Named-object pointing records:
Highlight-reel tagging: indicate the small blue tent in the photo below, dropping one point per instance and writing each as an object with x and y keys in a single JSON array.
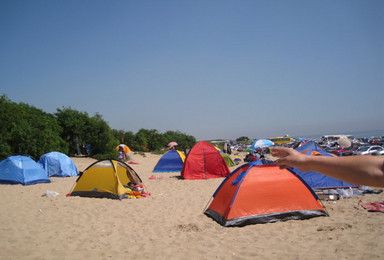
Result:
[
  {"x": 58, "y": 165},
  {"x": 314, "y": 179},
  {"x": 22, "y": 170},
  {"x": 171, "y": 161}
]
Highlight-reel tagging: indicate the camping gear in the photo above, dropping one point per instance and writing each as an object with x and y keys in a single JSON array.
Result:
[
  {"x": 262, "y": 143},
  {"x": 23, "y": 170},
  {"x": 172, "y": 144},
  {"x": 57, "y": 164},
  {"x": 125, "y": 148},
  {"x": 228, "y": 160},
  {"x": 314, "y": 179},
  {"x": 107, "y": 179},
  {"x": 204, "y": 162},
  {"x": 258, "y": 193},
  {"x": 373, "y": 206},
  {"x": 171, "y": 161}
]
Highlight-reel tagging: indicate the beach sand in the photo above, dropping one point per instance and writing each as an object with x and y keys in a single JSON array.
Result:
[{"x": 170, "y": 224}]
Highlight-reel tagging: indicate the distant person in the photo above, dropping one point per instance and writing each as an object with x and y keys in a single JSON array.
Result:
[
  {"x": 362, "y": 170},
  {"x": 122, "y": 154},
  {"x": 250, "y": 157}
]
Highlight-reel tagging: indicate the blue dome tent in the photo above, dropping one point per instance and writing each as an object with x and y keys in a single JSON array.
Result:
[
  {"x": 314, "y": 179},
  {"x": 58, "y": 165},
  {"x": 22, "y": 170},
  {"x": 171, "y": 161}
]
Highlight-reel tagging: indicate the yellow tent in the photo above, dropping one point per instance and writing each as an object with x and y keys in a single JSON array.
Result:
[{"x": 106, "y": 179}]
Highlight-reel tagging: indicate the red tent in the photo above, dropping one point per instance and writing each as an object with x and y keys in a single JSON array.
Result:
[
  {"x": 254, "y": 194},
  {"x": 204, "y": 162}
]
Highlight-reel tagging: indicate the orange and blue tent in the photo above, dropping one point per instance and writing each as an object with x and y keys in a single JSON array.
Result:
[
  {"x": 171, "y": 161},
  {"x": 204, "y": 162},
  {"x": 255, "y": 194}
]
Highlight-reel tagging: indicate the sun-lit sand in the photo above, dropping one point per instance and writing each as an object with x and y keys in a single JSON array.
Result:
[{"x": 170, "y": 224}]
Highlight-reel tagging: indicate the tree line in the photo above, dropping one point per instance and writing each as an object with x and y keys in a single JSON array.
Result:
[{"x": 27, "y": 130}]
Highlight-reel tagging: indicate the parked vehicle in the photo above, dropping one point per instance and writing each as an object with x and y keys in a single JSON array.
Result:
[
  {"x": 369, "y": 150},
  {"x": 343, "y": 151}
]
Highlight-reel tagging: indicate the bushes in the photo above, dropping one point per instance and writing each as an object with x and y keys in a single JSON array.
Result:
[{"x": 28, "y": 130}]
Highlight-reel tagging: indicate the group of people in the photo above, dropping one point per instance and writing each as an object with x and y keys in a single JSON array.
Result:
[{"x": 254, "y": 156}]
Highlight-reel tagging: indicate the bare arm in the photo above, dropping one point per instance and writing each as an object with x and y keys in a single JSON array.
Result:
[{"x": 362, "y": 170}]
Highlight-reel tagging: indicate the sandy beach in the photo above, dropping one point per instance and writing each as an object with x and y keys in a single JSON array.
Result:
[{"x": 170, "y": 224}]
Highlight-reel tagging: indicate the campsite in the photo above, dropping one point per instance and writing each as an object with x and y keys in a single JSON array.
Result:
[{"x": 170, "y": 224}]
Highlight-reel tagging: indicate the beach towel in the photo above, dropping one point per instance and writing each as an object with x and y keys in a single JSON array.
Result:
[{"x": 374, "y": 207}]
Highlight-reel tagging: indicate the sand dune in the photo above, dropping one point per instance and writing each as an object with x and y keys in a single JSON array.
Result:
[{"x": 170, "y": 224}]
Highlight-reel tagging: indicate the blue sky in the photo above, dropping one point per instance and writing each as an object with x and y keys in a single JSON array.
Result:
[{"x": 211, "y": 69}]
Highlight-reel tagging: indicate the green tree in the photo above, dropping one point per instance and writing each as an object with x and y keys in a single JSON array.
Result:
[
  {"x": 184, "y": 141},
  {"x": 28, "y": 130},
  {"x": 81, "y": 130}
]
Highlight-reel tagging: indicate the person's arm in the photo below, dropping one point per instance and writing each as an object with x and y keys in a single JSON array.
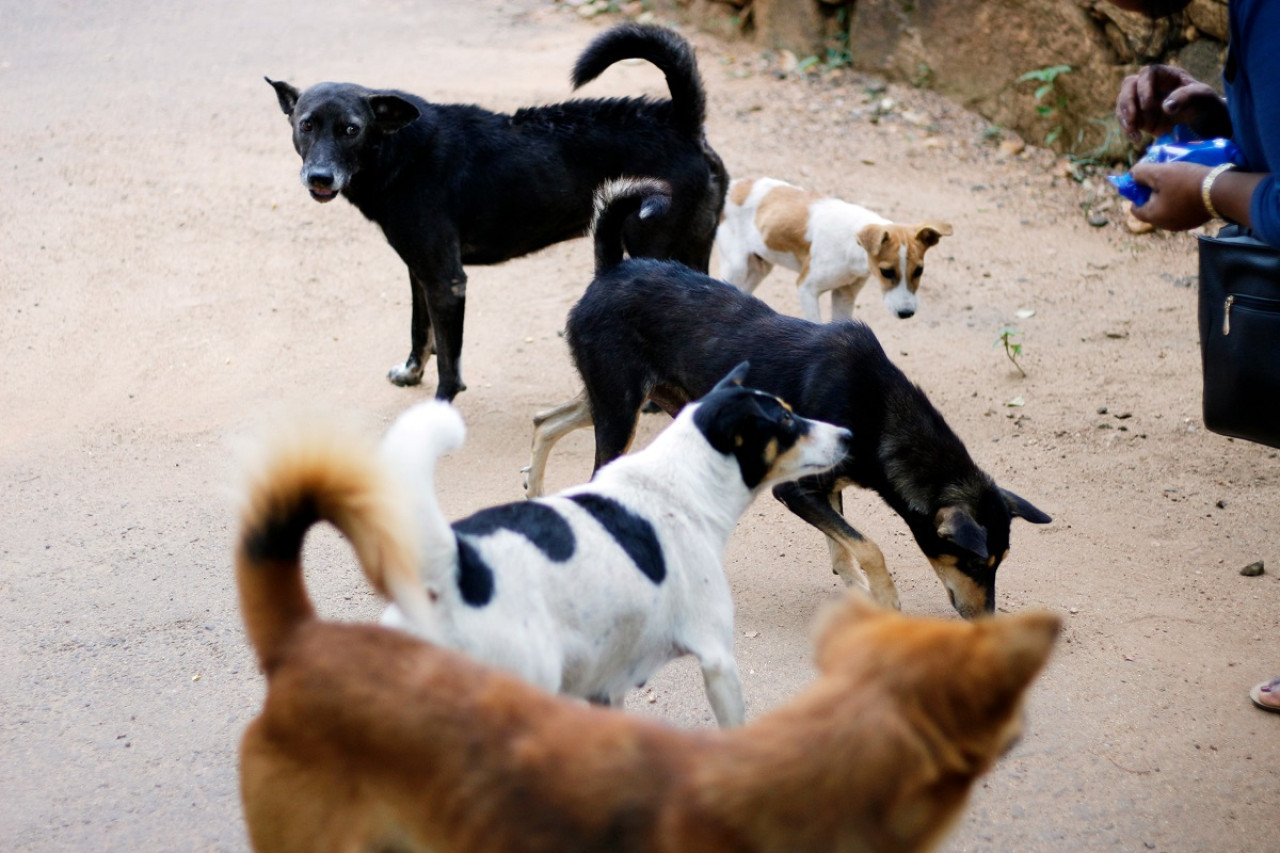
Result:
[
  {"x": 1176, "y": 203},
  {"x": 1160, "y": 96}
]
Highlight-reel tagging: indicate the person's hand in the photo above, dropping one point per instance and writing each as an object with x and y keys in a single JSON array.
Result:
[
  {"x": 1175, "y": 195},
  {"x": 1160, "y": 96}
]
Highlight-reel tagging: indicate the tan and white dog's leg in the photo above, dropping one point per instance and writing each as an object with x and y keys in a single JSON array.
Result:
[
  {"x": 810, "y": 287},
  {"x": 549, "y": 427}
]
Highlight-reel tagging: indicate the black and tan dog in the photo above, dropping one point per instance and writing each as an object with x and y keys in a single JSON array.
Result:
[
  {"x": 455, "y": 185},
  {"x": 657, "y": 329},
  {"x": 370, "y": 739}
]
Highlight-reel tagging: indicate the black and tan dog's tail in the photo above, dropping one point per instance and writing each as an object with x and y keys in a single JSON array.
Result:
[
  {"x": 664, "y": 49},
  {"x": 615, "y": 203},
  {"x": 297, "y": 478}
]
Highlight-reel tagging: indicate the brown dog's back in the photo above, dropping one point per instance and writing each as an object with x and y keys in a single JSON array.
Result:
[{"x": 371, "y": 739}]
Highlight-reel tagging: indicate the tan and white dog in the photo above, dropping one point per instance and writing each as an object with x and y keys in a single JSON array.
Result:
[{"x": 835, "y": 246}]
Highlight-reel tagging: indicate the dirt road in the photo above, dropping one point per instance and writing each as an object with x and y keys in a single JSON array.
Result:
[{"x": 165, "y": 283}]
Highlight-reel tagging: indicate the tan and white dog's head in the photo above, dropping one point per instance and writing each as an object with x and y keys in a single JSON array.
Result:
[{"x": 896, "y": 256}]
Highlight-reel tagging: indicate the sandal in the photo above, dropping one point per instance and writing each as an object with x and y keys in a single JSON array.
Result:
[{"x": 1266, "y": 696}]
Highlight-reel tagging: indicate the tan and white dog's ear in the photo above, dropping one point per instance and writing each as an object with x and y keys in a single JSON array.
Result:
[
  {"x": 931, "y": 232},
  {"x": 872, "y": 238}
]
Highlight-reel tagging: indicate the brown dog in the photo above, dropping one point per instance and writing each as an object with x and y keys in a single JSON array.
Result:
[{"x": 370, "y": 739}]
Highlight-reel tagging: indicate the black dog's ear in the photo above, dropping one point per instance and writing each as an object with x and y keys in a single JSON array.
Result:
[
  {"x": 286, "y": 94},
  {"x": 392, "y": 112},
  {"x": 1022, "y": 509},
  {"x": 956, "y": 525},
  {"x": 734, "y": 379}
]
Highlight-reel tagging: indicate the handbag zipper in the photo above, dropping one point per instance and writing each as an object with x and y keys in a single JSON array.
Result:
[{"x": 1244, "y": 301}]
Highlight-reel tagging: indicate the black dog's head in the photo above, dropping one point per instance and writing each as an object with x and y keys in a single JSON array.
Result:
[
  {"x": 967, "y": 538},
  {"x": 333, "y": 124},
  {"x": 771, "y": 443}
]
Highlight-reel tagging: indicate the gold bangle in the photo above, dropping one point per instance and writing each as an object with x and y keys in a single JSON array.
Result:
[{"x": 1207, "y": 186}]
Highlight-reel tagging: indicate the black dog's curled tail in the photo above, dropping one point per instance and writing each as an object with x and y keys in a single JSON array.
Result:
[
  {"x": 615, "y": 203},
  {"x": 664, "y": 49}
]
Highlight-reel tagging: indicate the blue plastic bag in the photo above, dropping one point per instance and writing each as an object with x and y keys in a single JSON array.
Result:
[{"x": 1178, "y": 145}]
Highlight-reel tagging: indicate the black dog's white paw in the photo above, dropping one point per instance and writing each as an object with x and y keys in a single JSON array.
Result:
[{"x": 406, "y": 374}]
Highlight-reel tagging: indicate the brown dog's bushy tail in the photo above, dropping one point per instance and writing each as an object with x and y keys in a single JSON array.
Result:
[
  {"x": 615, "y": 203},
  {"x": 296, "y": 479},
  {"x": 664, "y": 49}
]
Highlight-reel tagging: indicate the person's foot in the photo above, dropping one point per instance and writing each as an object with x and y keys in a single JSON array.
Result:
[{"x": 1266, "y": 696}]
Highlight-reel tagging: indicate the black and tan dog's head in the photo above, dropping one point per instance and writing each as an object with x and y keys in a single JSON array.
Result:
[
  {"x": 334, "y": 126},
  {"x": 965, "y": 538},
  {"x": 771, "y": 442}
]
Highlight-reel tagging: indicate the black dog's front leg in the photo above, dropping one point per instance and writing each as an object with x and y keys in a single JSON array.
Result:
[
  {"x": 819, "y": 503},
  {"x": 421, "y": 338},
  {"x": 446, "y": 304},
  {"x": 439, "y": 290}
]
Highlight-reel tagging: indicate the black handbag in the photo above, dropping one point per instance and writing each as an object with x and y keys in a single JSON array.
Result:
[{"x": 1239, "y": 324}]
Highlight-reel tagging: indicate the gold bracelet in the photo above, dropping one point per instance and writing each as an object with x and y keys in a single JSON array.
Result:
[{"x": 1207, "y": 186}]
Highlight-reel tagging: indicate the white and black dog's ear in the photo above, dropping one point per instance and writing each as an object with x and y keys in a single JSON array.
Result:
[
  {"x": 392, "y": 112},
  {"x": 735, "y": 378},
  {"x": 1023, "y": 509},
  {"x": 286, "y": 94}
]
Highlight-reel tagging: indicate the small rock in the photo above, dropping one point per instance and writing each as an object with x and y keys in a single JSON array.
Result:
[
  {"x": 1134, "y": 224},
  {"x": 1063, "y": 169},
  {"x": 1011, "y": 147}
]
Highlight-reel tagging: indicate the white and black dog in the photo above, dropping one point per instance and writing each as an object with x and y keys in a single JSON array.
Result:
[
  {"x": 592, "y": 591},
  {"x": 453, "y": 185},
  {"x": 659, "y": 331}
]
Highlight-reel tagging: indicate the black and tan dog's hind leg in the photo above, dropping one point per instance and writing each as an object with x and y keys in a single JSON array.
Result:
[
  {"x": 854, "y": 557},
  {"x": 549, "y": 427}
]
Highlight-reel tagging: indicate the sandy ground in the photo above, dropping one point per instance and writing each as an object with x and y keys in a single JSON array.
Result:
[{"x": 165, "y": 283}]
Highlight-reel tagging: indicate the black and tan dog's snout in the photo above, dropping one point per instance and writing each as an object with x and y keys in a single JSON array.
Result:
[
  {"x": 972, "y": 597},
  {"x": 321, "y": 183}
]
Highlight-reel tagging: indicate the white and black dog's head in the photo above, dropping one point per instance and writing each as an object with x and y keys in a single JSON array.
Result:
[
  {"x": 769, "y": 442},
  {"x": 334, "y": 124}
]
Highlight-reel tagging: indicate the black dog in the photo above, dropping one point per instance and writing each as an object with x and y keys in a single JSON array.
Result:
[
  {"x": 455, "y": 185},
  {"x": 656, "y": 329}
]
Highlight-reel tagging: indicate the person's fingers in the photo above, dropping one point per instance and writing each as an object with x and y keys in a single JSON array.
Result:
[{"x": 1127, "y": 108}]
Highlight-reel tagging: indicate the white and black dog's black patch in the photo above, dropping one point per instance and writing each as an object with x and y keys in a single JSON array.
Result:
[{"x": 590, "y": 591}]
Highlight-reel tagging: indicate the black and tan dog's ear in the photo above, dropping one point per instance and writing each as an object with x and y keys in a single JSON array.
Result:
[
  {"x": 734, "y": 379},
  {"x": 1023, "y": 509},
  {"x": 958, "y": 527},
  {"x": 931, "y": 232},
  {"x": 392, "y": 112},
  {"x": 286, "y": 94}
]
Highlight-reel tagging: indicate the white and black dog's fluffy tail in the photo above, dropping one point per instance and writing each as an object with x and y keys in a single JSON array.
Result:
[
  {"x": 414, "y": 445},
  {"x": 311, "y": 473},
  {"x": 664, "y": 49},
  {"x": 615, "y": 204}
]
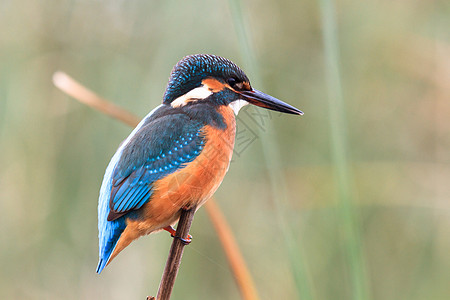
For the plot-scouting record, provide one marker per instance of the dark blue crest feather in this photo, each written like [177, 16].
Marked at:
[189, 72]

=== Required task ===
Please leave out the pictures while you copy exactly the lines from the one containing "Highlight-reel tagging: indicate the person's fingers" through the end of the records.

=== Exercise answer ===
Highlight-reel tagging: indicate the person's fingers in the photo above, dropping one point per instance and writing each as an object with x and y keys in a single JSON array.
Result:
[{"x": 1127, "y": 108}]
Highlight-reel tagging: indicate the white and black dog's black patch in the photo above, dropping one point per instance and writing each as an object with x and y keys in a single JSON array.
Result:
[{"x": 590, "y": 591}]
Highlight-reel tagging: indicate the black and tan dog's ear in the photo above, dropping one point per instance and writing each as an object with x and y keys in a single JSON array.
Result:
[
  {"x": 734, "y": 379},
  {"x": 1023, "y": 509},
  {"x": 958, "y": 527},
  {"x": 931, "y": 232},
  {"x": 392, "y": 112},
  {"x": 286, "y": 94}
]
Highlight-reel tagging: indicate the white and black dog's fluffy tail in the photo above, dropping one point per instance and writing each as an object with x and y keys in a single JSON array.
Result:
[
  {"x": 414, "y": 445},
  {"x": 311, "y": 473},
  {"x": 664, "y": 49},
  {"x": 615, "y": 204}
]
For the plot-scouting record, provide one marker per instance of the dark blue crest feather in this photo, each written like [177, 16].
Marked at:
[189, 72]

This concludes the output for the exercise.